**DIRECTIONS**. In the records below, find the line that contains "Target: metal base plate" and the line that contains "[locate] metal post", then retype exactly those two lines and every line between them.

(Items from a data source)
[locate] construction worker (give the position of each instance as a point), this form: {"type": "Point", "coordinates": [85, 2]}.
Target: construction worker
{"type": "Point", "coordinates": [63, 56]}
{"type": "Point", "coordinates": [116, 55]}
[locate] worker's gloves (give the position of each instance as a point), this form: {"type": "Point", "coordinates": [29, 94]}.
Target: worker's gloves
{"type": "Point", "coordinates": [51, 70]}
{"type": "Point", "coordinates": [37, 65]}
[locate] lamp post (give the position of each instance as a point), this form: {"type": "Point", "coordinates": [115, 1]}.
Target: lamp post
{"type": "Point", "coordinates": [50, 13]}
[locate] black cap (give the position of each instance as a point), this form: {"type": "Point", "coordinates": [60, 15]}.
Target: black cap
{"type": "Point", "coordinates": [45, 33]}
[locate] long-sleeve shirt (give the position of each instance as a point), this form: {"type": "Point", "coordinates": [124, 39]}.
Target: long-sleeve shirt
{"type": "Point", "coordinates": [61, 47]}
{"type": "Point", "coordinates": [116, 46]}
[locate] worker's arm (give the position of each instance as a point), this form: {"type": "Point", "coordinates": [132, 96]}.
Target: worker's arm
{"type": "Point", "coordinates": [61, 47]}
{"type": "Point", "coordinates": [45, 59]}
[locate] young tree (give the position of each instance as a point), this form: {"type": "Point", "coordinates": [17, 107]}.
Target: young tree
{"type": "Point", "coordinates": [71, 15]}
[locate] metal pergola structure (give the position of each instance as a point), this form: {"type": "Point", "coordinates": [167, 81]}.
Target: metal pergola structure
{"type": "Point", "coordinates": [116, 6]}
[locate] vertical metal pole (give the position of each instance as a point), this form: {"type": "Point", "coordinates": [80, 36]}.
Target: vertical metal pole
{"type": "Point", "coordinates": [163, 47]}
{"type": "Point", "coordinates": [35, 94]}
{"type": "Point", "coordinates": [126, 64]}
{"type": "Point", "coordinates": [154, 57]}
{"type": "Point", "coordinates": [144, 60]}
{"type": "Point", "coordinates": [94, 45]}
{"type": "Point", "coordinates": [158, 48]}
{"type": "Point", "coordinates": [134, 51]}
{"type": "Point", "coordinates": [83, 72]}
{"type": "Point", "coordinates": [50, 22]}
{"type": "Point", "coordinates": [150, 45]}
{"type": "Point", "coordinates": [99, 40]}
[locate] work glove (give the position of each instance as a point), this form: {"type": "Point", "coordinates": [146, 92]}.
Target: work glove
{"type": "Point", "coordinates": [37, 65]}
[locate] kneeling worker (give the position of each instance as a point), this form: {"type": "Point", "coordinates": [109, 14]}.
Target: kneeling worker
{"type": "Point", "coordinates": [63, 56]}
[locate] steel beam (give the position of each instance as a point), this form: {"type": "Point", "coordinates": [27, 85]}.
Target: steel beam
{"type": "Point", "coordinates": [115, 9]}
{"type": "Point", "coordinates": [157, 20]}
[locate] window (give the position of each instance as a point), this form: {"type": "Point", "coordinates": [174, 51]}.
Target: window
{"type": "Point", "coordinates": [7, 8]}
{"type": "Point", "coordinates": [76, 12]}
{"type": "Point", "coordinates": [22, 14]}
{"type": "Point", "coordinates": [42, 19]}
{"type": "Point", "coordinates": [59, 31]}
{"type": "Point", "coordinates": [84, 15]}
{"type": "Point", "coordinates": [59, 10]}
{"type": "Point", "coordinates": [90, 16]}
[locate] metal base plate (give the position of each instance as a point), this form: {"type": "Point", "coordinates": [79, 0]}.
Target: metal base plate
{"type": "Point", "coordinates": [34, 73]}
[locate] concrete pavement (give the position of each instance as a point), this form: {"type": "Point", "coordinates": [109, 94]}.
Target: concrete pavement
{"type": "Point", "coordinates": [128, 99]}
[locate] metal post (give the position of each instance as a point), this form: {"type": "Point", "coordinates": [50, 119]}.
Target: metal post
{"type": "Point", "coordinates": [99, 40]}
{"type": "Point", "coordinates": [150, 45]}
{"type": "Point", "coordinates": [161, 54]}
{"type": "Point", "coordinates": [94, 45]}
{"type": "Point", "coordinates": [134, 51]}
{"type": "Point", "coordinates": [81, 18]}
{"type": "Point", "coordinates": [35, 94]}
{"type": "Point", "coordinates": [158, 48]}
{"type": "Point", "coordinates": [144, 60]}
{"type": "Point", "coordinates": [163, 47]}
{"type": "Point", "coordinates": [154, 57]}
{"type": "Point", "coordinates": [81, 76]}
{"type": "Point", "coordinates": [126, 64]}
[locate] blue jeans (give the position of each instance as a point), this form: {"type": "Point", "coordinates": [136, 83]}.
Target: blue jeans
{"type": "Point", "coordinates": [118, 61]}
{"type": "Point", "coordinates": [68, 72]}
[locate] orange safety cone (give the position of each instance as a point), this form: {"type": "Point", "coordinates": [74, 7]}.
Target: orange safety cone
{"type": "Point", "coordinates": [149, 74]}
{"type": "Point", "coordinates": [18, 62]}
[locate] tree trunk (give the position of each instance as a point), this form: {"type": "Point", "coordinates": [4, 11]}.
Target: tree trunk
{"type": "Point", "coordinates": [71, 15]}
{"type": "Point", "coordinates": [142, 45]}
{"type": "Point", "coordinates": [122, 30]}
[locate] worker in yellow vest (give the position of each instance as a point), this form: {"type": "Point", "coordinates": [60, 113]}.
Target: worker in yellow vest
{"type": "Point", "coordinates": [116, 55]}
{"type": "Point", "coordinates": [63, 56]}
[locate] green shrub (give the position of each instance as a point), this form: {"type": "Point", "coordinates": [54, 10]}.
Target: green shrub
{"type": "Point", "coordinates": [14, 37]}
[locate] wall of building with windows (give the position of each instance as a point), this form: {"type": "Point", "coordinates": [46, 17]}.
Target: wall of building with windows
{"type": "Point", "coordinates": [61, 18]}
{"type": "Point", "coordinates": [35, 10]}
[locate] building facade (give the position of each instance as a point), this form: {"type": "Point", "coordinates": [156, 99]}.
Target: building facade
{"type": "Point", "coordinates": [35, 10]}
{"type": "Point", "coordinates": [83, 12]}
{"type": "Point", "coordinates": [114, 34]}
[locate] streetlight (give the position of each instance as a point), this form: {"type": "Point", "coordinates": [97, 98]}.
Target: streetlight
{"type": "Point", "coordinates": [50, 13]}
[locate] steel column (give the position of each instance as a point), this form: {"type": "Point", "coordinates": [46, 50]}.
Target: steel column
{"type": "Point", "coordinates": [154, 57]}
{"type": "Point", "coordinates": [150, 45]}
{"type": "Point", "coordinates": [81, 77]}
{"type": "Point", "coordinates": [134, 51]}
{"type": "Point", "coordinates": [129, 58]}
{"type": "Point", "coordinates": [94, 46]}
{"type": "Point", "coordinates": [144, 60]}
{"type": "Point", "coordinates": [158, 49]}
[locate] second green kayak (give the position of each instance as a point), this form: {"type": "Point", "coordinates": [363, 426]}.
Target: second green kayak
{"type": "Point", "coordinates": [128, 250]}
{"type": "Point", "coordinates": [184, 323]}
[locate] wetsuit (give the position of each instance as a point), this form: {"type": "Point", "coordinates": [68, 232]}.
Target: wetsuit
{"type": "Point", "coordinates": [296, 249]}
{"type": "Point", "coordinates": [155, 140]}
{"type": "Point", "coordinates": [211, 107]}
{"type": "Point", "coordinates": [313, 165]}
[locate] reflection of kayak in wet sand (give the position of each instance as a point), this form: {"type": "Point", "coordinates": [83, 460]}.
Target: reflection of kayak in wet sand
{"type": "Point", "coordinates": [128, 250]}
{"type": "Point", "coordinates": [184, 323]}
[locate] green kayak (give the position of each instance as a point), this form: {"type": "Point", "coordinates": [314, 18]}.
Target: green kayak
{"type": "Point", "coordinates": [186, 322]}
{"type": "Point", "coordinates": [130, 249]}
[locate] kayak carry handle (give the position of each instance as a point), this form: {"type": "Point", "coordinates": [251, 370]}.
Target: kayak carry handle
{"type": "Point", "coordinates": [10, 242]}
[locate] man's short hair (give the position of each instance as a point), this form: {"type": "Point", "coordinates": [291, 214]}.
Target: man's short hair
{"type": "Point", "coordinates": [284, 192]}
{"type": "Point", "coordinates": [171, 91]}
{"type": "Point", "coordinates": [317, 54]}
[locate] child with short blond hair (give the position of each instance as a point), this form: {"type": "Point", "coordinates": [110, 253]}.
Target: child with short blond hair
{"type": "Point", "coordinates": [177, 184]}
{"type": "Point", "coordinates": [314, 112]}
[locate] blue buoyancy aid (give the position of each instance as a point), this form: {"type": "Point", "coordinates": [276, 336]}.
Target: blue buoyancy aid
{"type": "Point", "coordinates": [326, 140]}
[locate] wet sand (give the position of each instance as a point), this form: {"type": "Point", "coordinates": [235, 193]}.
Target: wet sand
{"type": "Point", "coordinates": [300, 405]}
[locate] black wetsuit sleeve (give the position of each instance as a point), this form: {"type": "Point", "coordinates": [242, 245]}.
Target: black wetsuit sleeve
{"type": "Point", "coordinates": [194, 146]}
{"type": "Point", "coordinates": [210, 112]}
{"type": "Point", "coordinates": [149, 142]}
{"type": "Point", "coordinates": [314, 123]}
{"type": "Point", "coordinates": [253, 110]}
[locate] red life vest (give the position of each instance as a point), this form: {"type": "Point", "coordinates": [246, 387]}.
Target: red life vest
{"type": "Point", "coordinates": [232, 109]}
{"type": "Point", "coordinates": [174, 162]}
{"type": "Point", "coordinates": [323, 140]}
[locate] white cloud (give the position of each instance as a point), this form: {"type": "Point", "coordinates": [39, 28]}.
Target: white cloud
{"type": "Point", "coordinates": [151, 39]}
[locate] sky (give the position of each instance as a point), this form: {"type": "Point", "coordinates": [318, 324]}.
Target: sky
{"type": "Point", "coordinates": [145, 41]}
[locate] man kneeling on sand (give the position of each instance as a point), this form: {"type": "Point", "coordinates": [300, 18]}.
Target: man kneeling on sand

**WRITTEN SOLUTION**.
Target: metal base plate
{"type": "Point", "coordinates": [34, 73]}
[locate] concrete pavement (give the position of each instance as a point), this form: {"type": "Point", "coordinates": [109, 94]}.
Target: concrete pavement
{"type": "Point", "coordinates": [128, 99]}
[locate] metal post (give the position of each instance as a point), this form: {"type": "Point", "coordinates": [50, 119]}.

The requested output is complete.